EXCERPT TO READ:
Ordered beta GLMM (glmmTMB with family = ordbeta()) on macro F1, with study as a random intercept. Marginal means via emmeans. Formulas, organism-specific exclusions (sex for mouse, region_match for human), and emmeans defaults are defined in bin/model_performance_aggregated.R and bin/model_functions.R. Outlier studies are removed via params.remove_outliers before aggregation.
Under {outdir}/ (which is {census_version}/{organism}/{N}/dataset_id/{normalization}/gap_{bool}/ by default):
| Directory | Contents |
|---|---|
params_added/ |
per-run F1 TSVs with params.yaml values attached (.tsv.gz, cached via storeDir) |
aggregated_results/files/ |
sample_results.tsv.gz, label_results.tsv.gz, *_summary.tsv.gz, plus contamination.tsv (mouse only) |
cutoff_plots/ |
F1/precision/recall vs confidence cutoff curves |
f1_distributions/ |
macro and per-label F1 histograms |
comptime_plots/ |
computational time comparisons |
aggregated_models/{formula}/{key}/files/ |
GLMM outputs — emmeans summaries, pairwise estimates, model coefficients |
post-hoc-figures/ |
multi-panel publication figures |
celltype_rankings/ |
per-cell-type rankings, Pareto configs, reliability plots |
parameter_heatmaps/ |
heatmaps across parameter combinations |
assay_exploration/ |
mouse only: single-cell vs single-nuclei comparison |
study_variance/ |
cell-type F1 variation across studies |
| File | Purpose |
|---|---|
main.nf |
Pipeline entry point |
workflows/evaluation_summary.nf |
Main workflow |
modules/local/ |
Process definitions (one dir per module) |
bin/ |
Analysis and plotting scripts |
bin/model_functions.R |
Shared R helpers for GLMM fits and emmeans |
bin/plot_utils.py |
Shared Python plot style and palettes |
bin/standalone/ |
Retired pipeline scripts kept for ad-hoc use (grant summary, cell-type granularity) |
nextflow.config |
Top-level config and parameter defaults |
conf/base.config |
Executor and (unused) resource labels |
conf/modules.config |
Per-module publishDir/conda settings |
assets/ |
Colour mappings, census taxonomy maps, mouse study/reference metadata |
params.mm.json, params.hs.json |
Organism params files |
Conda only. Python modules use scanpyenv; R modules use r4.3. Docker and Singularity profiles exist in nextflow.config but are commented out.
Python scripts rely on pandas, numpy, matplotlib, seaborn, scipy, scanpy. R scripts rely on glmmTMB, emmeans, broom.mixed, ggplot2, argparse.
main— two-classifier pipeline (scVI + Seurat) with the 2026-04-24 cleanup (AGGREGATE_RESULTS streaming, configurable emmeans params, orphan-module removal, process-label stripping).feature/integrate-scvi-knn— three-classifier variant (scVI RF + scVI kNN + Seurat); results land in non-_main_branchdirectories. Not yet synced withmain.feature/split-aggregate-results,feature/plotting-exploration— upstream development branches for the efficiency and plotting work already merged intomain.
Baseline two-classifier figures and summaries are preserved under 2024-07-01/*_main_branch/ and combined_orgs/main_branch/. Do not overwrite these on the kNN branch — its params files point to mus_musculus/ / homo_sapiens/ eval paths instead.

RECORD EXCERPTS:
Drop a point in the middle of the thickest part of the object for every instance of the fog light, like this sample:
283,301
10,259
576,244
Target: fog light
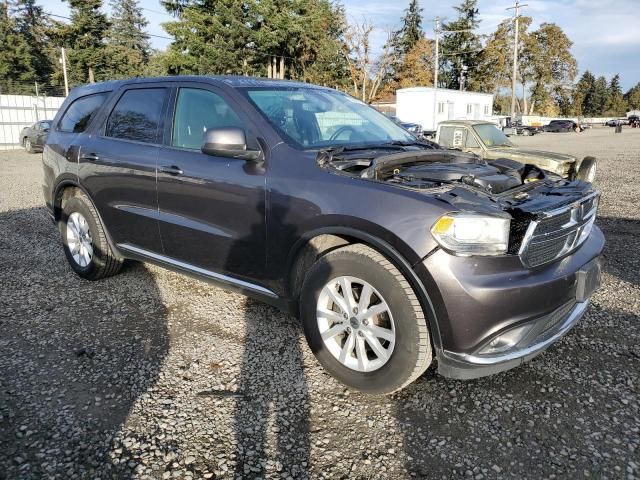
505,341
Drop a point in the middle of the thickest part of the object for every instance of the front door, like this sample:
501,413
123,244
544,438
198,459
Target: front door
118,164
211,209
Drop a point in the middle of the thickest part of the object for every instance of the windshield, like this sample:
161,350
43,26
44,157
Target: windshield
312,118
491,136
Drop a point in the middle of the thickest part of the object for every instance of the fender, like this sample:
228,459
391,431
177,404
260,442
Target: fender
56,211
396,258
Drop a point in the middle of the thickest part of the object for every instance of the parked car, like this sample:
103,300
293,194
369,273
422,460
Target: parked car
414,128
393,253
563,126
487,141
33,138
615,122
525,130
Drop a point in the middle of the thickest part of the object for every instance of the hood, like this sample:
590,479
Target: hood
526,155
466,179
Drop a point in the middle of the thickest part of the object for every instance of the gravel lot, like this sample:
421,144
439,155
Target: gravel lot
151,374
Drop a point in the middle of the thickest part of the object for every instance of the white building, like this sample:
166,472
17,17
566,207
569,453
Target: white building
430,106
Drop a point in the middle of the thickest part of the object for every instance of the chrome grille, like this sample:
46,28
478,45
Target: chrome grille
559,232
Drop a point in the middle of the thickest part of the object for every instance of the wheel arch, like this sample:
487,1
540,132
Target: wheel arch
317,243
63,191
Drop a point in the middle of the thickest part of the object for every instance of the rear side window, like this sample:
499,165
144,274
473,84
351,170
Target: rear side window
137,115
80,113
196,112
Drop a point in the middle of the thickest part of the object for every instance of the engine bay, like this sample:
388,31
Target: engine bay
423,169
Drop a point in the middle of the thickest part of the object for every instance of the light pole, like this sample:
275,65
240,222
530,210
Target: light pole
516,9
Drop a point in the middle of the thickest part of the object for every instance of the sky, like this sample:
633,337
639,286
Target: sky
604,33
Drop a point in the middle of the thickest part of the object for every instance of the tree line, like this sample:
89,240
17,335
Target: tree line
316,43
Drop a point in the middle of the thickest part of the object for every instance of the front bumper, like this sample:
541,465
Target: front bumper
481,298
466,366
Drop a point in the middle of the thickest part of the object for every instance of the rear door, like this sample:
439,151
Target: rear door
118,165
211,209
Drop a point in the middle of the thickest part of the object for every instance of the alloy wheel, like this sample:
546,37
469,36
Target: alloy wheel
355,323
79,239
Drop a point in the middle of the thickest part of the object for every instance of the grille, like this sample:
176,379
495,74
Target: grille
558,233
557,316
553,224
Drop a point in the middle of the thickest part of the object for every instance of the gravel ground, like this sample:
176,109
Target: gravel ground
151,374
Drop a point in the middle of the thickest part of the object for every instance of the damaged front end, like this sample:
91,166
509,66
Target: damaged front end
501,207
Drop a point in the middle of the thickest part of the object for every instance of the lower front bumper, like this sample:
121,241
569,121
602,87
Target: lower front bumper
467,366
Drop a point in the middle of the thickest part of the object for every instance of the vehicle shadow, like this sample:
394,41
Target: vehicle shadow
75,355
272,408
620,233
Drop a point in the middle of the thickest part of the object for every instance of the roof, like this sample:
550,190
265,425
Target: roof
234,81
467,122
441,90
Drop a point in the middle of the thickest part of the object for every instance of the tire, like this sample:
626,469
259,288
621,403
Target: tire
91,258
587,169
407,355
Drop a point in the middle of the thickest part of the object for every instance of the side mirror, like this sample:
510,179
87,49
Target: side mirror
228,142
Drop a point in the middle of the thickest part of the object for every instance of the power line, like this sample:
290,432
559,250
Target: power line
146,33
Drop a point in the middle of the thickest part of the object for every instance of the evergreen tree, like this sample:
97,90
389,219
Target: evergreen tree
411,31
84,38
212,37
462,47
600,95
16,70
632,97
240,36
584,96
128,46
617,104
552,66
39,33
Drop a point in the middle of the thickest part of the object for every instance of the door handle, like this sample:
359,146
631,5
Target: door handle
171,170
89,157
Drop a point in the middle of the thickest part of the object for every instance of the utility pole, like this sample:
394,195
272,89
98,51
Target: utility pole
63,59
436,68
516,9
436,33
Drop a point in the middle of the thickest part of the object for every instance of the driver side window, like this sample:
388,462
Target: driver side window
471,142
196,112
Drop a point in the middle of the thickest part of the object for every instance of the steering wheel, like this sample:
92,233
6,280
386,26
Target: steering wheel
341,130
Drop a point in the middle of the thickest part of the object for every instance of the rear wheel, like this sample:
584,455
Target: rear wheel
28,146
363,321
84,240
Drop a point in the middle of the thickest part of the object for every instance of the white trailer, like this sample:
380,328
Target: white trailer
430,106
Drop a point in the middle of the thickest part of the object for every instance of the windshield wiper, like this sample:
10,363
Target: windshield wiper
419,143
364,146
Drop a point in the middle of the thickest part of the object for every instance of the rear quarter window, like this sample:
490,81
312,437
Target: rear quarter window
137,115
82,110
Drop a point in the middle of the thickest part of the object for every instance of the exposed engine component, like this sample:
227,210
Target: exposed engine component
426,169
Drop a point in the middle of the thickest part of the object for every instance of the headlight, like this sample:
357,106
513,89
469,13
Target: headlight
472,234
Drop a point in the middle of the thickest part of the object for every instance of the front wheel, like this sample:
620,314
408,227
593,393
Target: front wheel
363,321
587,170
84,240
28,146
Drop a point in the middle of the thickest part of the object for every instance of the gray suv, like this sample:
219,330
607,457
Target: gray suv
393,252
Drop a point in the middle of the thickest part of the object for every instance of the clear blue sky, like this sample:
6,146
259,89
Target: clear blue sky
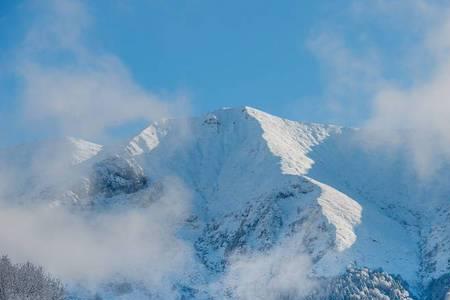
264,54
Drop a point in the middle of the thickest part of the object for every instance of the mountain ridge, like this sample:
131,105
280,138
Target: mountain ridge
257,180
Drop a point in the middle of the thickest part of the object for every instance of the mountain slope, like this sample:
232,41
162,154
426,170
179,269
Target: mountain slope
257,181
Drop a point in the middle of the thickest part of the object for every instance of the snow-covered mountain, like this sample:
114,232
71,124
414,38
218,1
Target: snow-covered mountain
258,182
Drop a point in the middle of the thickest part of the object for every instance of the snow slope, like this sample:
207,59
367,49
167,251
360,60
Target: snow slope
258,180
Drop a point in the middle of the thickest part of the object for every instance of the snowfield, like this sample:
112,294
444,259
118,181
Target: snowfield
257,184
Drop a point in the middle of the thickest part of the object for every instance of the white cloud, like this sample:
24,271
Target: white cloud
280,273
139,244
412,115
81,91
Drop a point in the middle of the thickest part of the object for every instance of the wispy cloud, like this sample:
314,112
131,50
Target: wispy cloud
80,90
412,112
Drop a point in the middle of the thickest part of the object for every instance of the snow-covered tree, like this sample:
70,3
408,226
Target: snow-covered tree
27,282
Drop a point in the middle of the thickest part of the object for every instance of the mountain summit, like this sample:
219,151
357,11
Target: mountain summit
257,182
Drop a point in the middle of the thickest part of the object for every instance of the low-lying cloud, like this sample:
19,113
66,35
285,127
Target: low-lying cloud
71,86
280,273
139,245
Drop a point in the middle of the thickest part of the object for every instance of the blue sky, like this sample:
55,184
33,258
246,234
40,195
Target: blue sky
319,61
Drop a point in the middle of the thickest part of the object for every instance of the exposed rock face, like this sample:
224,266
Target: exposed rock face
117,175
257,180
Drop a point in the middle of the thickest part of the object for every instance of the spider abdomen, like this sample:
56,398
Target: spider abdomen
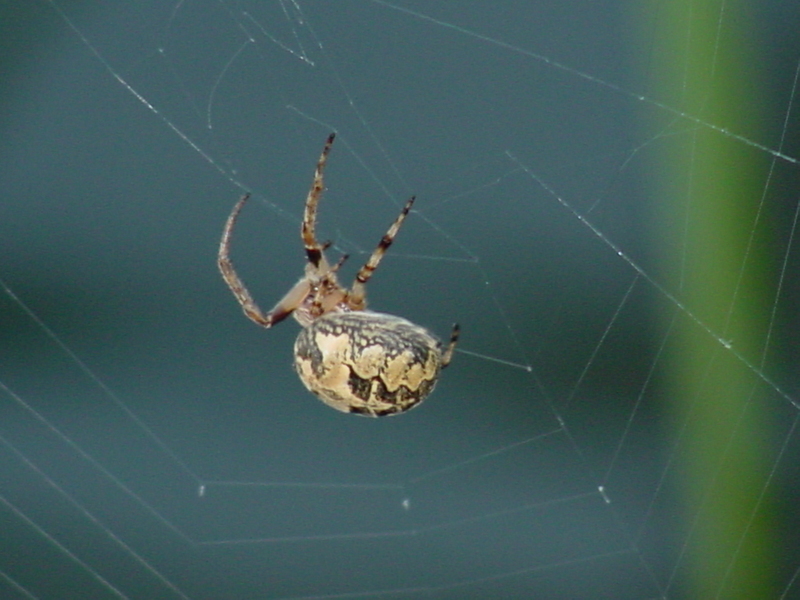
367,363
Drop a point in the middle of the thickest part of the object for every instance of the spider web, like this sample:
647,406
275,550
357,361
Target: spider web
607,203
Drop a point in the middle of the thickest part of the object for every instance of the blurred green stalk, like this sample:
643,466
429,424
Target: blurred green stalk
709,187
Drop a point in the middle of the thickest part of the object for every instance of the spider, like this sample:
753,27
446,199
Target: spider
353,359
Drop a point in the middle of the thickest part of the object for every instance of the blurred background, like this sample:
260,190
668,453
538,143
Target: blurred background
607,197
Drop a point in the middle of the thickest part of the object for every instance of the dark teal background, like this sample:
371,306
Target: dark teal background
157,444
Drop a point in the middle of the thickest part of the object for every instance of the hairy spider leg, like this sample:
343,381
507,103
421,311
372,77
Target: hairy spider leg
357,295
314,250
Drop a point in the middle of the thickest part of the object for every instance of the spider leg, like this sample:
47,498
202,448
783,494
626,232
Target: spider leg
448,354
356,298
308,229
249,306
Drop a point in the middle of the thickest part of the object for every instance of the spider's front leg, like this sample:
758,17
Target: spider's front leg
249,306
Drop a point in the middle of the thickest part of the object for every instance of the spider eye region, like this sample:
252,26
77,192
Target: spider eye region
367,363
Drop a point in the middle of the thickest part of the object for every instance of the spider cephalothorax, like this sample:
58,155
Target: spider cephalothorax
353,359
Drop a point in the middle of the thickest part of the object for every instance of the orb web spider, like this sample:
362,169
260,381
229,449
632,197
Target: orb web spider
353,359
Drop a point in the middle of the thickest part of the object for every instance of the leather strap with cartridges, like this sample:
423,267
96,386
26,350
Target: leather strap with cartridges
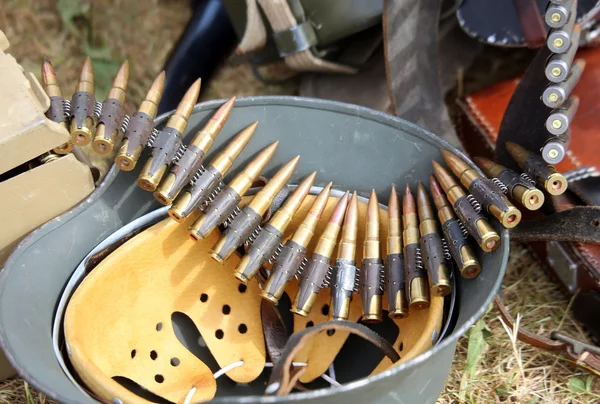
566,238
284,376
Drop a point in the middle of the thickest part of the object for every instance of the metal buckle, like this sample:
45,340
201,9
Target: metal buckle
578,347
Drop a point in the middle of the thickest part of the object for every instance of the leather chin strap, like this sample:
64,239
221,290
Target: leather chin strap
285,377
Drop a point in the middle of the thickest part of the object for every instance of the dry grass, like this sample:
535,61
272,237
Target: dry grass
495,370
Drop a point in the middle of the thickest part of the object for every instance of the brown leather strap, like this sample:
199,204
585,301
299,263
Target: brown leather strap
531,22
274,330
284,376
577,352
578,224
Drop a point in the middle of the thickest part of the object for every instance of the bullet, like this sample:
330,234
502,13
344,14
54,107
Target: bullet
140,126
559,37
483,190
56,112
182,170
345,271
291,259
206,182
544,174
559,64
394,266
555,148
168,141
557,93
417,291
559,120
83,106
372,272
226,202
556,16
269,237
519,189
244,224
108,129
317,274
430,243
460,250
474,222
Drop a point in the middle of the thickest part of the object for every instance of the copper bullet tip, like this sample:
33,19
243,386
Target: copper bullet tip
436,189
122,76
188,100
338,214
393,205
87,71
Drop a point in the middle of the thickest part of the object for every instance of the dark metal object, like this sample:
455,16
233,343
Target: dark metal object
82,107
342,288
395,280
207,39
138,131
286,266
117,201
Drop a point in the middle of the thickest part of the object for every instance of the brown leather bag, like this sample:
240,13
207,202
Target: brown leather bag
566,238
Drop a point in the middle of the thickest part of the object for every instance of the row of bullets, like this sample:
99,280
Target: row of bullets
563,74
105,126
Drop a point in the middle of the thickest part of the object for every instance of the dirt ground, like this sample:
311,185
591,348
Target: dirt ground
489,365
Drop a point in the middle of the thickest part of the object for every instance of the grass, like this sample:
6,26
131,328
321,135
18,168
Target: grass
489,365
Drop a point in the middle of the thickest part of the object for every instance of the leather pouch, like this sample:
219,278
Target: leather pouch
565,239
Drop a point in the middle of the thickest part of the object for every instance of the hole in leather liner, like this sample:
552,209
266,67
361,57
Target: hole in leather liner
140,390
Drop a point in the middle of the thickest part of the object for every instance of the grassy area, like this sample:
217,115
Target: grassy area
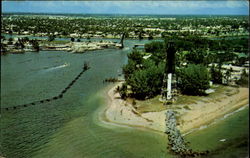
155,105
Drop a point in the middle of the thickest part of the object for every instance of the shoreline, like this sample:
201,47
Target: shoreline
118,112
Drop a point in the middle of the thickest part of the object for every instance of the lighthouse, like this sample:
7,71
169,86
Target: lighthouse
169,80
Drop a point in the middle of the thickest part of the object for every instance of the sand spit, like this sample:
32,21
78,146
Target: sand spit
122,113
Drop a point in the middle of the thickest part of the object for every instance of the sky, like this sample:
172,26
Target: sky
227,7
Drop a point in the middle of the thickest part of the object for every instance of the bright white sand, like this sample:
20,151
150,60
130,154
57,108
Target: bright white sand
120,112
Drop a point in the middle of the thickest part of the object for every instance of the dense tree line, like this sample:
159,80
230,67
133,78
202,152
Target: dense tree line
144,76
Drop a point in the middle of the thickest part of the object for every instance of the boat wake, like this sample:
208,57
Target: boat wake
47,69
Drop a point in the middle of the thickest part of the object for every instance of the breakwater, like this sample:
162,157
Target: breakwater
176,142
59,96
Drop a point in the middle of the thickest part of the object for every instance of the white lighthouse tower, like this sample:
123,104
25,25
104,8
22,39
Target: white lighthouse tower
169,80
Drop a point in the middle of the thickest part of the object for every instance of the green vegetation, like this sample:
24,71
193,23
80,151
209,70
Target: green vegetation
143,76
195,59
193,79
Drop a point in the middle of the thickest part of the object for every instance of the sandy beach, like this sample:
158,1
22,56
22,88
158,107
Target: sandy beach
202,113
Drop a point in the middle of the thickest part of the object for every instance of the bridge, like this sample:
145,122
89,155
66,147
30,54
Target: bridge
138,45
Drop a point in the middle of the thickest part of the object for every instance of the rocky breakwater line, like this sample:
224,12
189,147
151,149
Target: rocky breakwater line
176,142
59,96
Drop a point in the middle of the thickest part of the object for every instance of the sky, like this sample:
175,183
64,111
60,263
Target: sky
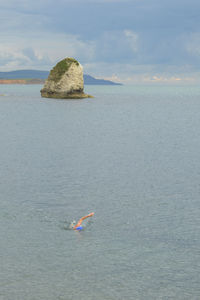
130,41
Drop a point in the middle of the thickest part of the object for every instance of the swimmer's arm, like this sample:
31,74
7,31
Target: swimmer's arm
81,220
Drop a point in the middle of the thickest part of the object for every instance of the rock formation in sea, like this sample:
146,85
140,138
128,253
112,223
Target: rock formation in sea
65,81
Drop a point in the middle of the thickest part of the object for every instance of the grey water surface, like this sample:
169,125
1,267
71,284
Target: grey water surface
131,155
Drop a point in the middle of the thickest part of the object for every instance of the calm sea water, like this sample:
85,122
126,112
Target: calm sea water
132,156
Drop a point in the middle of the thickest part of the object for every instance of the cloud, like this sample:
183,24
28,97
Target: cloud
43,52
131,39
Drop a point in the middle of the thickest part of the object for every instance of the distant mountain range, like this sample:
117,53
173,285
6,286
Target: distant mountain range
37,76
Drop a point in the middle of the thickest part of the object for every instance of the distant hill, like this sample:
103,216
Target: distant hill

WHAT IS EXPECTED: Which R packages do the pipeline notes say the R scripts depend on? You don't need the listing here.

ANSWER TO THE PROBLEM: glmmTMB, emmeans, broom.mixed, ggplot2, argparse